───── SOURCE EXCERPT

Accountability said:


> Why not just work on the new UI instead of polishing the turd that is the old one?


Because I'm honestly trying out some new things, and trying to improve - and that will translate over to the new UI when it's ready. The new Navbar that is going into play is directly from the new UI design, though not as refined as I'd like it yet. Main problem is the new UI is not ready. I just don't feel it's "there" yet. It's better, but not the huge jump it needs to be.

I'm learning a lot about CSS and trying to improve my skills. This can go forward towards that.


----------



## CannonFodder (Apr 1, 2012)

Dragoneer said:


> I'm learning a lot about CSS and trying to improve my skills. This can go forward towards that.


I'm sure there's a number of people who'd be willing to help.  A couple of us on FaF know CSS.  I personally prefer handcoding it instead of using dreamweaver or such.


----------



## DragonTalon (Apr 1, 2012)

Dragoneer said:


> Because I'm honestly trying out some new things, and trying to improve - and that will translate over to the new UI when it's ready.

──────────
───── ENTRIES SHOWN

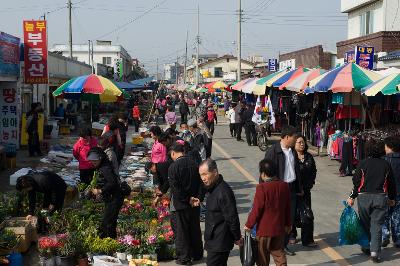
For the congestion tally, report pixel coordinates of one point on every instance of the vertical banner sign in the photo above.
(349, 57)
(9, 118)
(35, 52)
(365, 56)
(272, 65)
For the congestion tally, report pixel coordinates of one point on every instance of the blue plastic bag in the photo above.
(351, 231)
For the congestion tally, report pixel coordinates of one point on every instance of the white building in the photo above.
(373, 23)
(221, 68)
(104, 52)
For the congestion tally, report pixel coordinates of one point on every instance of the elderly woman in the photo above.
(373, 185)
(308, 173)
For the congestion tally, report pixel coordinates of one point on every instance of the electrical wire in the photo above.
(118, 28)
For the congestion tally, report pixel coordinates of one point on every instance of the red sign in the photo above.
(35, 52)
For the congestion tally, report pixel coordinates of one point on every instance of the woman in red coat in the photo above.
(271, 213)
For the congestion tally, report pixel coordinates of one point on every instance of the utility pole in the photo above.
(89, 54)
(185, 65)
(176, 71)
(157, 71)
(239, 41)
(70, 27)
(198, 45)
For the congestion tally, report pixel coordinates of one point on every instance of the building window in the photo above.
(367, 23)
(106, 60)
(218, 72)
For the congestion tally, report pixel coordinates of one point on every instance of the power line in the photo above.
(118, 28)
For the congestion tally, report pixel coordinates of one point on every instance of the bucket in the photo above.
(137, 139)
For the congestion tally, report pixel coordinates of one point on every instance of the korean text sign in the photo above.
(35, 52)
(9, 117)
(365, 57)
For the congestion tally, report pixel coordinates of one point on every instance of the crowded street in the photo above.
(202, 132)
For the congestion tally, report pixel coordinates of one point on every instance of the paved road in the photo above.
(238, 164)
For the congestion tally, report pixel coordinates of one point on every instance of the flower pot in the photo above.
(50, 261)
(121, 255)
(67, 261)
(83, 262)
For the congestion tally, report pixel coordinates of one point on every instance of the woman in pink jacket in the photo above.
(80, 151)
(158, 151)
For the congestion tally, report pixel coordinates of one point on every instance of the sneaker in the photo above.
(288, 252)
(179, 262)
(366, 251)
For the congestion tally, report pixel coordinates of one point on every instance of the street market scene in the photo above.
(171, 132)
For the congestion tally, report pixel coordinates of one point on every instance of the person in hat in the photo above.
(50, 184)
(108, 189)
(211, 118)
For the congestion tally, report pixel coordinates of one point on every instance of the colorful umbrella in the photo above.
(299, 83)
(345, 78)
(238, 86)
(248, 87)
(388, 85)
(219, 85)
(280, 83)
(91, 88)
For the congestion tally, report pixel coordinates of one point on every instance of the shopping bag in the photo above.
(304, 214)
(248, 251)
(351, 231)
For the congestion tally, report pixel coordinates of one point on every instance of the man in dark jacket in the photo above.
(222, 225)
(239, 109)
(392, 219)
(50, 184)
(249, 126)
(185, 183)
(285, 158)
(184, 110)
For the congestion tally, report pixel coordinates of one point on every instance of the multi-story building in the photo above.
(172, 71)
(309, 57)
(104, 52)
(373, 23)
(221, 68)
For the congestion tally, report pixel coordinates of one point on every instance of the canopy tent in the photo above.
(387, 85)
(292, 74)
(344, 79)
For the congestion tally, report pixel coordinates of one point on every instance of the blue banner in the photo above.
(365, 57)
(9, 55)
(272, 65)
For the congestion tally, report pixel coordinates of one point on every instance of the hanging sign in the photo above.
(272, 65)
(9, 119)
(365, 57)
(35, 52)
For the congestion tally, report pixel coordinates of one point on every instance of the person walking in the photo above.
(271, 214)
(392, 219)
(136, 117)
(239, 109)
(185, 183)
(51, 185)
(32, 128)
(308, 173)
(249, 126)
(80, 150)
(184, 110)
(109, 190)
(285, 159)
(373, 184)
(231, 116)
(158, 150)
(222, 225)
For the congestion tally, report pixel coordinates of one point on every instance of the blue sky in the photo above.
(270, 26)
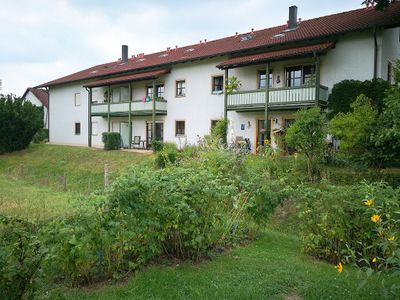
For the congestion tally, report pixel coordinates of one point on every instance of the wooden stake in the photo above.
(106, 177)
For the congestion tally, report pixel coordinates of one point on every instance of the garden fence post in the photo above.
(106, 178)
(21, 170)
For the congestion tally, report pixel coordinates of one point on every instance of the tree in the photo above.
(345, 92)
(354, 128)
(307, 135)
(387, 138)
(19, 121)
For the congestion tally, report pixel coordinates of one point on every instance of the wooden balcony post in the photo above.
(130, 115)
(266, 99)
(317, 79)
(225, 95)
(90, 118)
(153, 127)
(108, 108)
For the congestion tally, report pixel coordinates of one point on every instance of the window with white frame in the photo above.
(77, 99)
(95, 128)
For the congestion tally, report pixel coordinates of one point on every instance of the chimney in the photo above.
(124, 53)
(292, 17)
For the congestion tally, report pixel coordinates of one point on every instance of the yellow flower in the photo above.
(368, 202)
(339, 267)
(375, 218)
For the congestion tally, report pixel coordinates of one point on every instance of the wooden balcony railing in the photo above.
(136, 107)
(291, 97)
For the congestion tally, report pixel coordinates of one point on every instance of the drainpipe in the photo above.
(375, 54)
(226, 103)
(266, 101)
(153, 129)
(108, 108)
(89, 116)
(130, 115)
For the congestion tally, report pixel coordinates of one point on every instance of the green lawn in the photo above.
(39, 190)
(44, 165)
(272, 267)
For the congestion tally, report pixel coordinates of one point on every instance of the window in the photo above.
(389, 74)
(149, 91)
(217, 84)
(299, 75)
(77, 128)
(180, 88)
(159, 89)
(124, 93)
(262, 79)
(77, 99)
(95, 129)
(289, 122)
(179, 128)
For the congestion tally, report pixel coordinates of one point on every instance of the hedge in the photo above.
(111, 140)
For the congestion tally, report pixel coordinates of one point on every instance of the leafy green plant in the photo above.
(307, 135)
(41, 136)
(111, 140)
(19, 122)
(21, 256)
(233, 85)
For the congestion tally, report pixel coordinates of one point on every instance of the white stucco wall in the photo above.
(64, 114)
(35, 101)
(352, 58)
(390, 49)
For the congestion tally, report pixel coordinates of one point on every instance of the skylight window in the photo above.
(279, 35)
(246, 37)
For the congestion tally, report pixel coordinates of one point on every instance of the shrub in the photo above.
(111, 140)
(167, 155)
(41, 136)
(307, 135)
(354, 129)
(19, 122)
(345, 92)
(21, 255)
(357, 224)
(157, 146)
(219, 131)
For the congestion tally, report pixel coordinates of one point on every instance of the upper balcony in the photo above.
(135, 107)
(279, 98)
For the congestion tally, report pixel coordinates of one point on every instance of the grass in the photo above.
(38, 191)
(272, 267)
(83, 167)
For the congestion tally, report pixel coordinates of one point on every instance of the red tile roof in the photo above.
(126, 78)
(274, 55)
(323, 27)
(40, 94)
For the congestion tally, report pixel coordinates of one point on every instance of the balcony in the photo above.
(279, 98)
(137, 108)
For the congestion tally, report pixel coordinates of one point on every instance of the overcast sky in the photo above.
(41, 40)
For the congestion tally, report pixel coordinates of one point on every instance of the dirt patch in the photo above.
(292, 296)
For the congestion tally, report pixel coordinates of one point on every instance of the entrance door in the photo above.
(159, 132)
(261, 134)
(124, 132)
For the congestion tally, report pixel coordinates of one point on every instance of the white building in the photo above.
(39, 98)
(304, 58)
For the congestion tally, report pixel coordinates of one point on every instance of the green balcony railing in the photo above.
(278, 97)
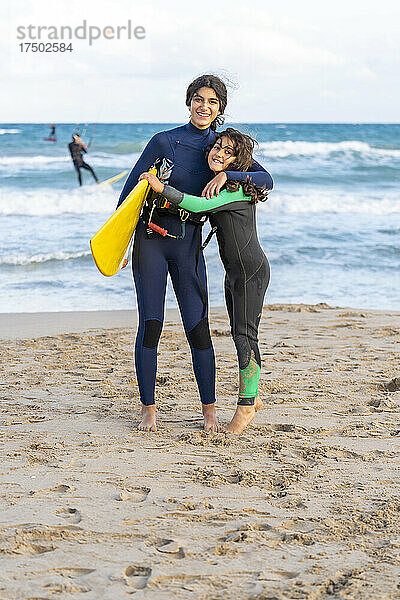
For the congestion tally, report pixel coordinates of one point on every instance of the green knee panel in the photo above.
(249, 379)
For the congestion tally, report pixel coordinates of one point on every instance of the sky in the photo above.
(286, 61)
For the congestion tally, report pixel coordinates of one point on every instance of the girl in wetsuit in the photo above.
(184, 166)
(233, 213)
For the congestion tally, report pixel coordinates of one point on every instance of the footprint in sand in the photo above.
(72, 572)
(60, 490)
(133, 494)
(71, 514)
(170, 547)
(31, 549)
(137, 576)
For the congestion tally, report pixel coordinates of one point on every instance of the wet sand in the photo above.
(305, 504)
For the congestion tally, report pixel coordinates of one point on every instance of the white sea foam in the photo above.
(45, 201)
(325, 150)
(25, 259)
(332, 201)
(16, 164)
(5, 131)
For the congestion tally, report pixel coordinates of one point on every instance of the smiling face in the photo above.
(204, 108)
(221, 155)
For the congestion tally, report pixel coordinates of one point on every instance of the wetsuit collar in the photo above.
(196, 131)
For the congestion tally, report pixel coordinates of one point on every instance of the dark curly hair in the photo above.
(243, 147)
(219, 87)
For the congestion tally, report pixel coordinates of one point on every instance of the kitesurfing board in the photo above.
(110, 243)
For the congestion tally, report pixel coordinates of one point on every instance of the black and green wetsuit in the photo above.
(247, 274)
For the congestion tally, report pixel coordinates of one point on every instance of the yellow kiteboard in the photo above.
(114, 179)
(110, 243)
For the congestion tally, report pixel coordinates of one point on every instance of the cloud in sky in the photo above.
(293, 61)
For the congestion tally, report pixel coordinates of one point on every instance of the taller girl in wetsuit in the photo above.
(178, 254)
(247, 270)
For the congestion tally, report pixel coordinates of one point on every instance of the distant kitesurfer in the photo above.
(76, 148)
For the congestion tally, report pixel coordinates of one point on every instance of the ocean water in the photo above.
(331, 226)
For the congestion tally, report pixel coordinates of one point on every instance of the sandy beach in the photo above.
(304, 505)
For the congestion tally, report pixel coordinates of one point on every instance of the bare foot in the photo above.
(210, 418)
(148, 422)
(243, 416)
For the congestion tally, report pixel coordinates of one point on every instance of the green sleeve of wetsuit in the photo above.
(197, 204)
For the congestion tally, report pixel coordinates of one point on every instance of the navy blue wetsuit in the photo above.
(154, 257)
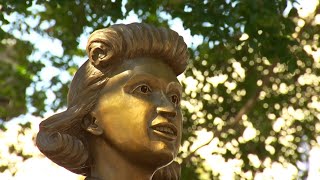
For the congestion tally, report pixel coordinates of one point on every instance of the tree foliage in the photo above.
(253, 72)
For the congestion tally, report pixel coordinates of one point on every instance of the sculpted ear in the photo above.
(89, 123)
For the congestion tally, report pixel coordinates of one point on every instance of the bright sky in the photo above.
(41, 168)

──────────

--- THE TASKS ---
1. Count how many lines of the records contain the string "flower" and reply with that number alone.
2. Proceed with the forum thread about the site's new UI and CSS work, continuing from the point where it stops.

--- EXPECTED RESPONSES ---
1. 2

2.
Please please please make sure all the current features are in the new one.  SoFurry (formerly Yiffstar) is a perfect example of what not to do.  The transition to SoFurry was PAINFUL.  Nothing worked right for MONTHS.  The 2.0 transition was better, but there are still things that just got dropped and while there are some improvements, thats offset by the loss of things too.

I've seen (and overseen) web site transitions before.  Its a VERY tricky operation.  People choose what site to live on because they like it.  They choose FA or SoFurry or Inkbunny or DA because they like what they see there.  Huge, sudden changes, even when they are improvements can get rid of the very thing that attracted people to the old site.  Not to say no improvements should ever be done, that is a disaster too, albet a slower one.  

That said, I have no idea what you have planned so hopefully you knew all this already.  I just can't take that chance and stay silent.  The world depends on it!  Lives hang in the balance!


----------



## Draconas (Apr 1, 2012)

Uhh, I had a chrome extension called "FA previewer".... guess what doesn't work now?


----------



## Objection (Apr 1, 2012)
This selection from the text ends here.